● What you need to do:
A. In the gas separation claims, what may the liquid-liquid separator comprise?
B. Reproduce the gas separation claims between "6. The method" and "and combinations thereof.", inclusive.

The invention has been described with reference to various specific and preferred embodiments and techniques. Nevertheless, it understood that many variations and modifications may be made while remaining within the spirit and scope of the invention.

Claims (18)

What is claimed is:
1. A method for separating components of a gas comprising:
cooling a feed gas stream in a first vessel, wherein the feed gas stream comprises methane, carbon dioxide, and a secondary component, such that a first portion of the secondary component condenses, desublimates, or a combination thereof to form a primary stream, resulting in a first depleted gas stream leaving the first vessel;
cooling the first depleted gas stream in a condensing exchanger such that a first portion of the methane condenses as a first liquid methane stream, resulting in a second depleted gas stream leaving the condensing exchanger;
cooling the second depleted gas stream in the second vessel such that a first portion of the carbon dioxide desublimates, producing a solid product stream and resulting in a third depleted gas stream leaving the second vessel; and
wherein cooling the first depleted gas stream condenses a second portion of the carbon dioxide into the first liquid methane stream.
2. The method of claim 1, wherein cooling the second depleted gas stream condenses a second portion of the methane as a second liquid methane stream, the second liquid methane stream entraining the solid product stream, resulting in a methane slurry stream.
3. The method of claim 2, further comprising separating the methane slurry stream into a liquid methane stream and a solid carbon dioxide stream.
4. The method of claim 1, wherein cooling the second depleted gas stream desublimates a second portion of the secondary component into the liquid methane stream.
5. The method of claim 1, wherein the secondary component comprises water, NGLs, or a combination thereof.
6. The method of claim 5, wherein the secondary component further comprises a compound selected from a group consisting of nitrogen, argon, hydrogen sulfide, mercaptans, hydrogen, and combinations thereof.
7. The method of claim 5, wherein the secondary component comprises water and NGLs, the method further comprising separating the NGLs and the water in a liquid-liquid separator, wherein the liquid-liquid separator comprises a decanter, a settling tank, or a combination thereof.
8. The method of claim 5, wherein the NGLs comprise compounds selected from the group consisting of ethane, propane, butane, isobutane, pentane, natural gasoline, cyclic hydrocarbons, aromatic hydrocarbons, or combinations thereof.

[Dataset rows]
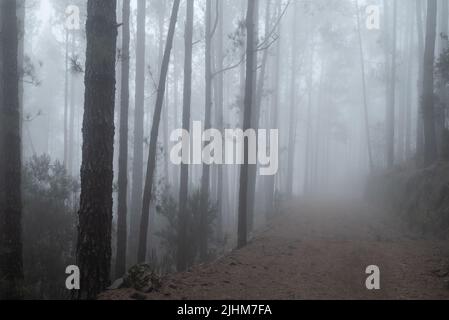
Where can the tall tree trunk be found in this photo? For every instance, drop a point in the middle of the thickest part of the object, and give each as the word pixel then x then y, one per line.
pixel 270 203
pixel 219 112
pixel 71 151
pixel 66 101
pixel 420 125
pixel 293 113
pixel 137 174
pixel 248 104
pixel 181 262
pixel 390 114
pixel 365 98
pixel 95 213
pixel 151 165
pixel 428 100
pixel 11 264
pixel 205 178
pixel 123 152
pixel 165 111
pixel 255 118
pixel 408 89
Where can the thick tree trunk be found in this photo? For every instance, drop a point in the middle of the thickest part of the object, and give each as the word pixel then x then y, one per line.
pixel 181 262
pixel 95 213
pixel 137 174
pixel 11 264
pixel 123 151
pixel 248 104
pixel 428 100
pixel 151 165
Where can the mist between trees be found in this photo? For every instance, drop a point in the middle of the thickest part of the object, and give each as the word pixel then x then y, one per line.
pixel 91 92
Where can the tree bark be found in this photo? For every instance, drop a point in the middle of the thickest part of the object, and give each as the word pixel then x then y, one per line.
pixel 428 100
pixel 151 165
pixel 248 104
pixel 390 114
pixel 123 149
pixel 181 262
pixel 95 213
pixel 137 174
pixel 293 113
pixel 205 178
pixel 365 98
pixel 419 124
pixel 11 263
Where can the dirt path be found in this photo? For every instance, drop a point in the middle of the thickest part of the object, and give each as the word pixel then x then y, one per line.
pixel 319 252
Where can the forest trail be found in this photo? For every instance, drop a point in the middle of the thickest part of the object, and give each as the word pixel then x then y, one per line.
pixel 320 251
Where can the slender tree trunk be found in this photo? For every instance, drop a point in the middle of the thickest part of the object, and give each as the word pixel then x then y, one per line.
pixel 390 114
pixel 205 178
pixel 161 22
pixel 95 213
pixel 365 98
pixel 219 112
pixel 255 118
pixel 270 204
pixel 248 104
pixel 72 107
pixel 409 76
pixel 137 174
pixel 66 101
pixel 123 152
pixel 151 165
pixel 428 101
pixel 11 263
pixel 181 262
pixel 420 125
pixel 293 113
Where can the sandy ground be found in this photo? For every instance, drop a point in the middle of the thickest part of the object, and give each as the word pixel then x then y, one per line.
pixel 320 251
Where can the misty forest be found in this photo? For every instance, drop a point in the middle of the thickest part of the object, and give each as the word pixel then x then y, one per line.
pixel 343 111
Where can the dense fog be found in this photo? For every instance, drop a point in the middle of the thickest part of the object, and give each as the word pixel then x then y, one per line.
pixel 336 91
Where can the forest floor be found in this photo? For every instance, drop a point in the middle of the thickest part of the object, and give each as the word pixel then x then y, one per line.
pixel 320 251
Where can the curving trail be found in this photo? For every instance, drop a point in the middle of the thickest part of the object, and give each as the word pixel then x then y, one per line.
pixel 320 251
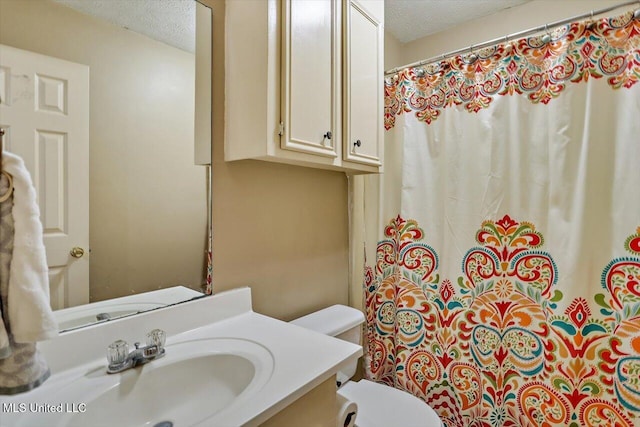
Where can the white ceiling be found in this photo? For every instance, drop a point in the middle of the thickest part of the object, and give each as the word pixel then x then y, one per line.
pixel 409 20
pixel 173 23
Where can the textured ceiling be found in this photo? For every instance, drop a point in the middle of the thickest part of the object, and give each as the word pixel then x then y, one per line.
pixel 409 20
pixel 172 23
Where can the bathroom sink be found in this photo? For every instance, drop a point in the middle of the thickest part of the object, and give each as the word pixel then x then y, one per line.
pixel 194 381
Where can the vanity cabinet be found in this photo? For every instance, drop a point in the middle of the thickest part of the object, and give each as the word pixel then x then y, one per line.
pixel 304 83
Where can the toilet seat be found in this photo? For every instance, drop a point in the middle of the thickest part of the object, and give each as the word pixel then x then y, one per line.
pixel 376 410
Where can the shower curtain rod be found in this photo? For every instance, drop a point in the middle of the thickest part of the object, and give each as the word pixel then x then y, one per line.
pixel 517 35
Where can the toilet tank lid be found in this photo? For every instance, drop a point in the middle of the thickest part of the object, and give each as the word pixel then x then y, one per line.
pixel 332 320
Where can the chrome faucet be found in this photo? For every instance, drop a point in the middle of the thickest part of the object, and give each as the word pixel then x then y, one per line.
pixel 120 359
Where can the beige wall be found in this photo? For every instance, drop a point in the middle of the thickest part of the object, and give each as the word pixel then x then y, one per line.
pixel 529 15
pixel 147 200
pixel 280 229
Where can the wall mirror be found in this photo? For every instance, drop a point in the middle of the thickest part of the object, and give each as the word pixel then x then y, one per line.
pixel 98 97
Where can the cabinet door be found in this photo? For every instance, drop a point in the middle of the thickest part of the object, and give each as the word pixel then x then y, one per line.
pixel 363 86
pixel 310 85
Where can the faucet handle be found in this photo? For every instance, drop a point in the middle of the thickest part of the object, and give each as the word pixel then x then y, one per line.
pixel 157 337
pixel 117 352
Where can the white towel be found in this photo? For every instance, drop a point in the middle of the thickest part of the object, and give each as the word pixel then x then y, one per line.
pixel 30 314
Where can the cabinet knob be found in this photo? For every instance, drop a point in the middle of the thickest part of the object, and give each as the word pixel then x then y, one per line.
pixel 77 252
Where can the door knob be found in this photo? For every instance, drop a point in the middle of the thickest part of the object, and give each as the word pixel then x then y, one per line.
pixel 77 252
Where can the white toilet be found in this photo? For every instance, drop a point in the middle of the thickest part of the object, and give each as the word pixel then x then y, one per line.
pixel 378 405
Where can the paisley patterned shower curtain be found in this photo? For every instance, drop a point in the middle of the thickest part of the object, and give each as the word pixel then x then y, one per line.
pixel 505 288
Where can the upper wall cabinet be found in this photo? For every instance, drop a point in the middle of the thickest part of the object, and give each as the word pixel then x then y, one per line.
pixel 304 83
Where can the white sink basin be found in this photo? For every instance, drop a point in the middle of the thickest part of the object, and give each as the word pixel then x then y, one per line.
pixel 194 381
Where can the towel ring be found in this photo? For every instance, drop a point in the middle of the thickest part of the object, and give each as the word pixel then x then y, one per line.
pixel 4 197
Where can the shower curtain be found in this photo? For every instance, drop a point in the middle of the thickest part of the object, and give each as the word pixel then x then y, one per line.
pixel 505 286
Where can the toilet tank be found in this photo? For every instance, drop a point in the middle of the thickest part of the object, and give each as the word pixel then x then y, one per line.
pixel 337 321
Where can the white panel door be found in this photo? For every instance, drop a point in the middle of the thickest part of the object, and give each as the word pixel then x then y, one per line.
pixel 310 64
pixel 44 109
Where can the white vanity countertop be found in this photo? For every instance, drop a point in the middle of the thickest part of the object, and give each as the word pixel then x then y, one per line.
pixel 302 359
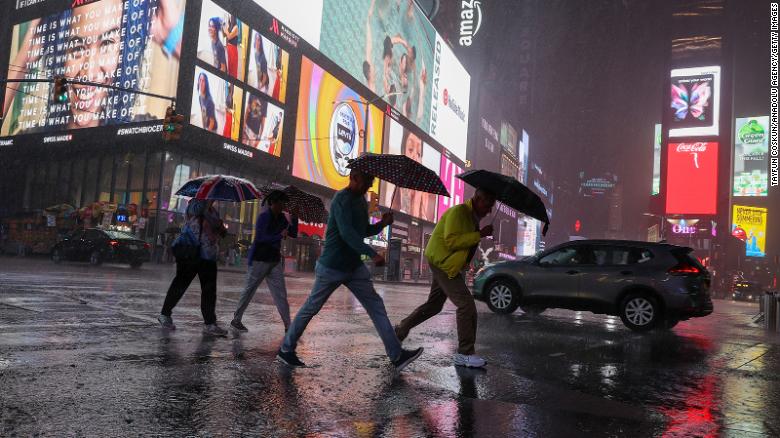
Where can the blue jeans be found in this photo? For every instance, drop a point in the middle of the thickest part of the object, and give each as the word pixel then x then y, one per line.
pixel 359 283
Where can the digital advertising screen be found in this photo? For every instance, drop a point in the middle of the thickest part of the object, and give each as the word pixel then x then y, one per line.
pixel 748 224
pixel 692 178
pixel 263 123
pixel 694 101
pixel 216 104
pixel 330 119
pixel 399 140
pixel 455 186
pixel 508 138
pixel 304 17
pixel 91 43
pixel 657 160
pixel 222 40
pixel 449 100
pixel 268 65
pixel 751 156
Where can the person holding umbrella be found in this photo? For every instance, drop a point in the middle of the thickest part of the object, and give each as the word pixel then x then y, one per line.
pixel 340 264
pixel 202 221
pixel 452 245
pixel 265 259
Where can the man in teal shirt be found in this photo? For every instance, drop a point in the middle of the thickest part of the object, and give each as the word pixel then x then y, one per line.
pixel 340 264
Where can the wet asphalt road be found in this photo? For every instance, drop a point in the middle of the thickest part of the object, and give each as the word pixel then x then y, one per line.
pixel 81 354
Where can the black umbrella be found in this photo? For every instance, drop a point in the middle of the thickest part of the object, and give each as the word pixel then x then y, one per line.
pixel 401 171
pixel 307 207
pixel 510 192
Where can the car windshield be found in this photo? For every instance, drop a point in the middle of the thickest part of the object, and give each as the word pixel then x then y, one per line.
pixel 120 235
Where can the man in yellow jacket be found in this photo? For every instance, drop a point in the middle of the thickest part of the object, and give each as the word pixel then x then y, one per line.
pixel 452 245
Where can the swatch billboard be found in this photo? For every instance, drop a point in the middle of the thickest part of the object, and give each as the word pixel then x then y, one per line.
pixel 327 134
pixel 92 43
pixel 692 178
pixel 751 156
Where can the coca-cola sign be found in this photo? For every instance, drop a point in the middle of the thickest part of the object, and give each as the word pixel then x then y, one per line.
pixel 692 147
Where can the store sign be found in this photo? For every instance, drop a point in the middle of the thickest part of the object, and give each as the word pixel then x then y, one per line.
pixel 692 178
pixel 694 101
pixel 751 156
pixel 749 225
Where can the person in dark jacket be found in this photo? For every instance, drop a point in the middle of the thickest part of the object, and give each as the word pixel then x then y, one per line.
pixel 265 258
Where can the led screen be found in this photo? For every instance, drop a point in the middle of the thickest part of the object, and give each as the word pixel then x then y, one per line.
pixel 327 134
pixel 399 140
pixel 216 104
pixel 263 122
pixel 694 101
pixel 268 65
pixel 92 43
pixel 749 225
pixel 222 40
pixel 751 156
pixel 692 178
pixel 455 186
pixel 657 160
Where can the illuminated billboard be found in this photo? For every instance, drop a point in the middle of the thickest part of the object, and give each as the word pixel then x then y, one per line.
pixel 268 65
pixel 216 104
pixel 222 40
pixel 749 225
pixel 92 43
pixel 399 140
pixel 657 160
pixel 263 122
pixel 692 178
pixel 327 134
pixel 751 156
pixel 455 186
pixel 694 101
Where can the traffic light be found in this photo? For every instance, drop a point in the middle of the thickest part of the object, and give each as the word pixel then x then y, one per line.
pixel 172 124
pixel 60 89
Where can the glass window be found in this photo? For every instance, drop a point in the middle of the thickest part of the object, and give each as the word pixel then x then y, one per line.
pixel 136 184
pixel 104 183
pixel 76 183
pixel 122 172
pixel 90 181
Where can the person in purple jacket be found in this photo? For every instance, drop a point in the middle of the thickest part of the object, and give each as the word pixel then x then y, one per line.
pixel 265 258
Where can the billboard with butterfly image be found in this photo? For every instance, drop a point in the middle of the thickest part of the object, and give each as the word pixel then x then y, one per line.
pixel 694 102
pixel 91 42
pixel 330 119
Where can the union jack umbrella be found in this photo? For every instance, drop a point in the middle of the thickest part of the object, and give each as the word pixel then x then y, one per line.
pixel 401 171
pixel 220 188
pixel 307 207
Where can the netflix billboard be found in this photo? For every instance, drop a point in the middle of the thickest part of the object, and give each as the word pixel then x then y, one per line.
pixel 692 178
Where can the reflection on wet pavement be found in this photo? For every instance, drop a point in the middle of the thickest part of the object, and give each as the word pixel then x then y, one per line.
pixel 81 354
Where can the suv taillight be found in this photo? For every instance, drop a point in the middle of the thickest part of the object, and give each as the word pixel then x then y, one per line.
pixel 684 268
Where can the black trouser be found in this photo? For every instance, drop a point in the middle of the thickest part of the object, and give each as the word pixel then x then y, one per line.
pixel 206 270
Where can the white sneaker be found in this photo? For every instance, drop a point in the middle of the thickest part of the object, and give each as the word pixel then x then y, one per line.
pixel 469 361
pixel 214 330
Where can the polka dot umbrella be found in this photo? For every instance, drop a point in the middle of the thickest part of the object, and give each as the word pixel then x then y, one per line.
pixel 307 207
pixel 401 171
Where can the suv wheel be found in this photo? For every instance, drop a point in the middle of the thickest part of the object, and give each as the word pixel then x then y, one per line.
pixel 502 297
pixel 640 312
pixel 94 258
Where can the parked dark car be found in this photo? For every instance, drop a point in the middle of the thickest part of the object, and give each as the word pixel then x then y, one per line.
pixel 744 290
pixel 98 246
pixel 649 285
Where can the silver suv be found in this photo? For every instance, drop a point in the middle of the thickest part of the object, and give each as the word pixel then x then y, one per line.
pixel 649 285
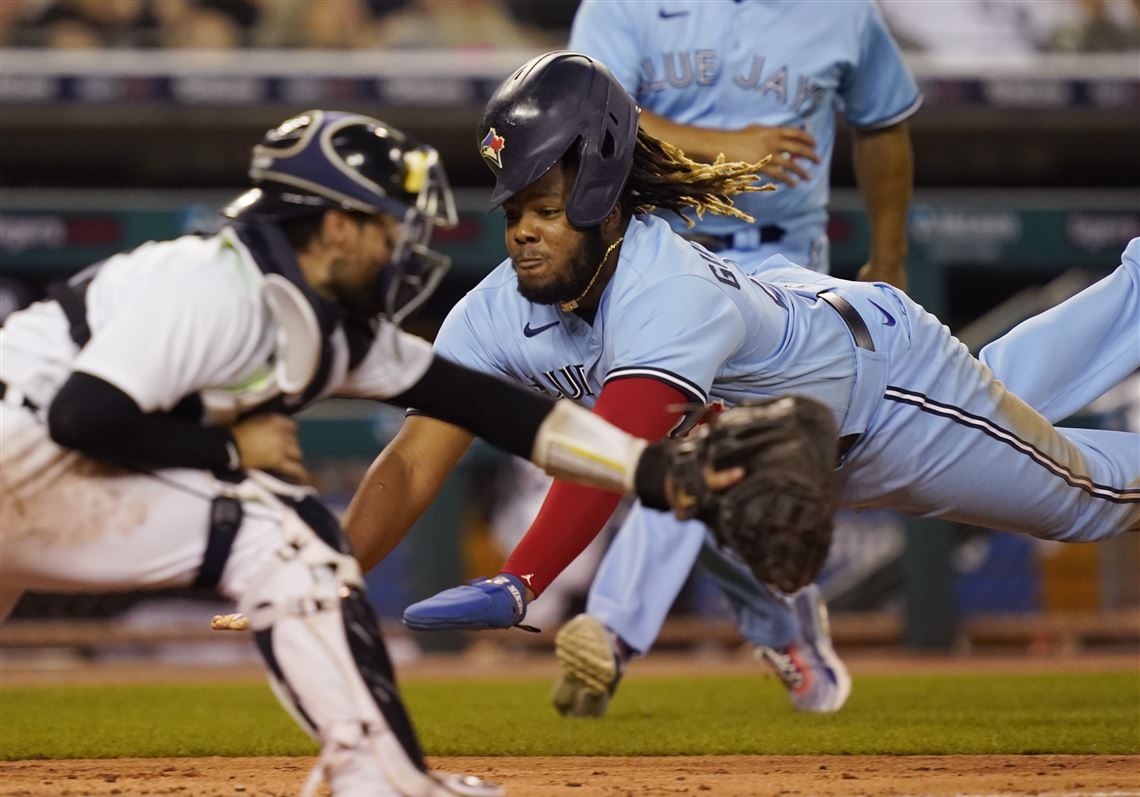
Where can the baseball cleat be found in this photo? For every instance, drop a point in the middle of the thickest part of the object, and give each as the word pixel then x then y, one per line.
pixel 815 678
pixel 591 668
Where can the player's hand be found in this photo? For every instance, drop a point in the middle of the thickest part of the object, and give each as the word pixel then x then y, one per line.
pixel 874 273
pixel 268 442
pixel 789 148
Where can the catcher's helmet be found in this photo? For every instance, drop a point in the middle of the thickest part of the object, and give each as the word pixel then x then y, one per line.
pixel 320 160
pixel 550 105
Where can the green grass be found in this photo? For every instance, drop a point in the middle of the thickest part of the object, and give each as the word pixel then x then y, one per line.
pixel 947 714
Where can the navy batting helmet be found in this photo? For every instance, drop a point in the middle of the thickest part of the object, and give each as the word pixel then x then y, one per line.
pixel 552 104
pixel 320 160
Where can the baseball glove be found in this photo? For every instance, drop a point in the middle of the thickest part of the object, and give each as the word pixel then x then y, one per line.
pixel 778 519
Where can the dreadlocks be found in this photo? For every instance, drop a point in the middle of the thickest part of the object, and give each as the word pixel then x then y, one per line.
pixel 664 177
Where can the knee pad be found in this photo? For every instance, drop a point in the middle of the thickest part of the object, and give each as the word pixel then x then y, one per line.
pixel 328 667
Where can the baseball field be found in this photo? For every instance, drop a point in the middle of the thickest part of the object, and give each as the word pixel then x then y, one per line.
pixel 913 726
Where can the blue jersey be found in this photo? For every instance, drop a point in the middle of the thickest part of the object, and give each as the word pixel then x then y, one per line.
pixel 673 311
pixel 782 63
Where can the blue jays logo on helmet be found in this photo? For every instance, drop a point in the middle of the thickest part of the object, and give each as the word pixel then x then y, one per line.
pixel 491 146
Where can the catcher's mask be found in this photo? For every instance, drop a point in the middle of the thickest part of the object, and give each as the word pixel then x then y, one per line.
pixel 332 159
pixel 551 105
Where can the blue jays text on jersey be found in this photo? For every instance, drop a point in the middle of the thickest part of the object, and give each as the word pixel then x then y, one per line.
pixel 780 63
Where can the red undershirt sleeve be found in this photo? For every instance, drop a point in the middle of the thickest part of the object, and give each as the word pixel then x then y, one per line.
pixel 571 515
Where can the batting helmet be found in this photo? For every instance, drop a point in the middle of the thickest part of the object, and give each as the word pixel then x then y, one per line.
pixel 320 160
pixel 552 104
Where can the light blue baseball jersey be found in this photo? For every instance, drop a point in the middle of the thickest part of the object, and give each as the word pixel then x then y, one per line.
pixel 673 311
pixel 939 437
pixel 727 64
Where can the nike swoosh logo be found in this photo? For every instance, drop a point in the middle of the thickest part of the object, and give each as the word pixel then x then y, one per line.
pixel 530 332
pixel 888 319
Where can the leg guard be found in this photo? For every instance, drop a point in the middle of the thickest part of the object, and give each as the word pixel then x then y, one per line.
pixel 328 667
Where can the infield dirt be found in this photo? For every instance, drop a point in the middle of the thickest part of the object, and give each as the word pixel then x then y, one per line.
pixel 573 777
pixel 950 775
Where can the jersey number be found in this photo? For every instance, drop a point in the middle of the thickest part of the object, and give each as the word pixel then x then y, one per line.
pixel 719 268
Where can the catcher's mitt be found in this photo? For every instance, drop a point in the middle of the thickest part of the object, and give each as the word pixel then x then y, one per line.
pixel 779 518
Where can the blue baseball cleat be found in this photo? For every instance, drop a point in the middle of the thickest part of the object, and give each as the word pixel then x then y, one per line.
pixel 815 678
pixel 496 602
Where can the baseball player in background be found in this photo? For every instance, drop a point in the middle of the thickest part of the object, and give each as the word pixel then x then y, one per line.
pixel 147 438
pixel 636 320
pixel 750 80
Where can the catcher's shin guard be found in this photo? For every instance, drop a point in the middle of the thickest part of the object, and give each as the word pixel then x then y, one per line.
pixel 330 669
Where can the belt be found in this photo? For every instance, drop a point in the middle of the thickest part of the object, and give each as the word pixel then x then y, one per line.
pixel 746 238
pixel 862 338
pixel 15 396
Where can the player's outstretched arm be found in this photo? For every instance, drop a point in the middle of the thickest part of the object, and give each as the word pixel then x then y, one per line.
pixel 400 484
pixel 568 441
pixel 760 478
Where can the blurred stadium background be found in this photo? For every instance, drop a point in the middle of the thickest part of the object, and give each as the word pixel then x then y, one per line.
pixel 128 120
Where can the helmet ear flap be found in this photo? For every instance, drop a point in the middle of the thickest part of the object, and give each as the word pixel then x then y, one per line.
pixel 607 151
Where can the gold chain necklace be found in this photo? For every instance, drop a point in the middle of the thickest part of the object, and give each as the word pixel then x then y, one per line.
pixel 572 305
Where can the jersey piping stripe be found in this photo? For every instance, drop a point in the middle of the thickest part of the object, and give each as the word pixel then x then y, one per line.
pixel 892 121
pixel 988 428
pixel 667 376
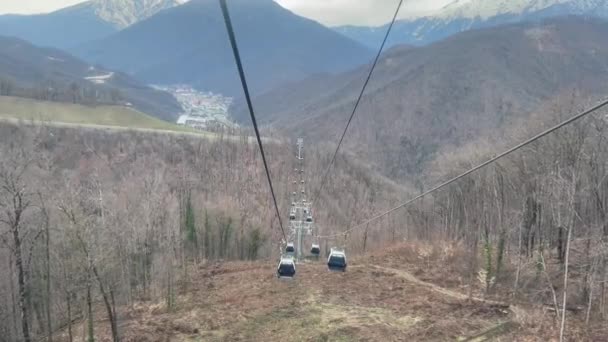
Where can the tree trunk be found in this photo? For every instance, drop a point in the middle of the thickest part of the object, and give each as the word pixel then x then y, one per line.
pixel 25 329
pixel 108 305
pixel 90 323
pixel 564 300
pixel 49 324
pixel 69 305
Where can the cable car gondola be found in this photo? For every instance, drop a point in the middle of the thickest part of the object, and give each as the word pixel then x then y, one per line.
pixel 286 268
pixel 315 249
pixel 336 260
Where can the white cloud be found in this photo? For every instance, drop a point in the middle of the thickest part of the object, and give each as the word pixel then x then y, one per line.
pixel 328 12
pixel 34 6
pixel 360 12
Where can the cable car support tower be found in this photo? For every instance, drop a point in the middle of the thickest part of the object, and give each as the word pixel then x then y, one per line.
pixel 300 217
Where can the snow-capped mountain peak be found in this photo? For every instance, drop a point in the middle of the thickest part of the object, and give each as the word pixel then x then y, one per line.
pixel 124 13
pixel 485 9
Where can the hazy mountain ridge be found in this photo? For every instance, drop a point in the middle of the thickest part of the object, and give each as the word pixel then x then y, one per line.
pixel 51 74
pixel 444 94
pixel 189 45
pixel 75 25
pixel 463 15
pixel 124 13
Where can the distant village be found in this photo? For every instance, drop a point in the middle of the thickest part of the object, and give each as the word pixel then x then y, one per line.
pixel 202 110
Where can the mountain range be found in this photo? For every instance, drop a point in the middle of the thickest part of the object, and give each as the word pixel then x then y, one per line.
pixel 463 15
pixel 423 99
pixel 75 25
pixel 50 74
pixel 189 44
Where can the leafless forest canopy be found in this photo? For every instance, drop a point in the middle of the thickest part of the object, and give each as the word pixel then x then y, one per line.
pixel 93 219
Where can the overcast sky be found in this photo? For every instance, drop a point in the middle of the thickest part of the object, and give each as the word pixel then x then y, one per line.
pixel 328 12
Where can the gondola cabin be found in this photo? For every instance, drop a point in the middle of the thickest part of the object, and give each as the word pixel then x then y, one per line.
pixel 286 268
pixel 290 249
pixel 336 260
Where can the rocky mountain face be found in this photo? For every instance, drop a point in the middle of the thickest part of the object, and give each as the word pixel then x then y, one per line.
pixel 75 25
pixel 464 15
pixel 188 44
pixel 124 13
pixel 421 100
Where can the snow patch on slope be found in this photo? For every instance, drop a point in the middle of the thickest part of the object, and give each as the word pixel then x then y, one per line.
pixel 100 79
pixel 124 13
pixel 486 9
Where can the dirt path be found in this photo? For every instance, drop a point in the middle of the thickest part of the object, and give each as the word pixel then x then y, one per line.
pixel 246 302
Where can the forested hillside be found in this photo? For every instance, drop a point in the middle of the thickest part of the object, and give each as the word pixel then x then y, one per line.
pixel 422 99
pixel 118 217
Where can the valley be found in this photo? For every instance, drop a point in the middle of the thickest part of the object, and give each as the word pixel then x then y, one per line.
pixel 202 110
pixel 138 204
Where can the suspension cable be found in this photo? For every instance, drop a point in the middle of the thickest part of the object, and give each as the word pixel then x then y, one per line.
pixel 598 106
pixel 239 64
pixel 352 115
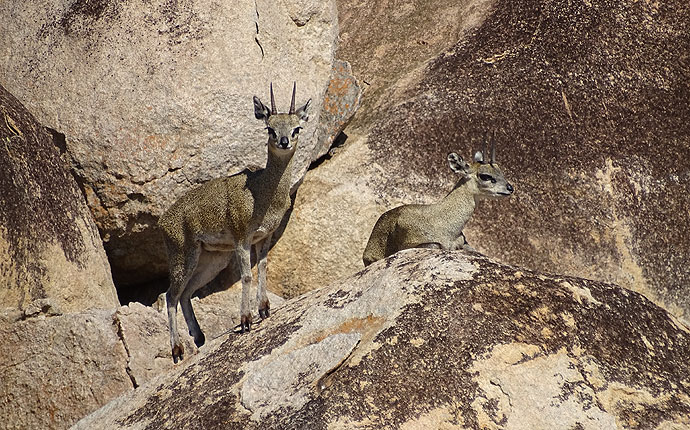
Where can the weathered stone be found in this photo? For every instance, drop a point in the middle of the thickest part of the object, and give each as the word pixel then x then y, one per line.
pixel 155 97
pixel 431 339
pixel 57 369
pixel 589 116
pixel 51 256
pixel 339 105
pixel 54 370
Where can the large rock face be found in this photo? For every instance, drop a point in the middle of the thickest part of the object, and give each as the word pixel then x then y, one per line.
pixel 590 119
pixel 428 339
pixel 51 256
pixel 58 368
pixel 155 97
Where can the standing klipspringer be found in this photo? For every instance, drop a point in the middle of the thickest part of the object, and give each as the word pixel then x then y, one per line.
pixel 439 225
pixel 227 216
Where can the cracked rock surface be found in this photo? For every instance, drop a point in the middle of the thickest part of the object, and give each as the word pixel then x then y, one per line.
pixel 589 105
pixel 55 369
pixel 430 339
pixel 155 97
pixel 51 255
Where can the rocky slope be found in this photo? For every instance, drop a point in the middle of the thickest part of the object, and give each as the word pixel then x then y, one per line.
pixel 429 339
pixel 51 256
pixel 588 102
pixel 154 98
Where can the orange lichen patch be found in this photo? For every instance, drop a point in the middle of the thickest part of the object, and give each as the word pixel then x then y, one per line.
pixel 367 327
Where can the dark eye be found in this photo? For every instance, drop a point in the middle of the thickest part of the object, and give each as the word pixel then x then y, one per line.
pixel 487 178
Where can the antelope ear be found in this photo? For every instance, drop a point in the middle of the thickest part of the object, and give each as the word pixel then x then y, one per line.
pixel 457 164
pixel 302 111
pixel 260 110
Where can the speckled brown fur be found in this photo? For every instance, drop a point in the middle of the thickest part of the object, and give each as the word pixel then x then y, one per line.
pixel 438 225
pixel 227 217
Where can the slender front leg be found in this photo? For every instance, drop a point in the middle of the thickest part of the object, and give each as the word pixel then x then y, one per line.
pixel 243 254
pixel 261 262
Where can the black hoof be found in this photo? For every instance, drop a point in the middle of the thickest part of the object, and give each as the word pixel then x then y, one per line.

● Answers to the exercise:
A. A decanter, a settling tank, or a combination thereof.

B.
6. The method of claim 5, wherein the secondary component further comprises a compound selected from a group consisting of nitrogen, argon, hydrogen sulfide, mercaptans, hydrogen, and combinations thereof.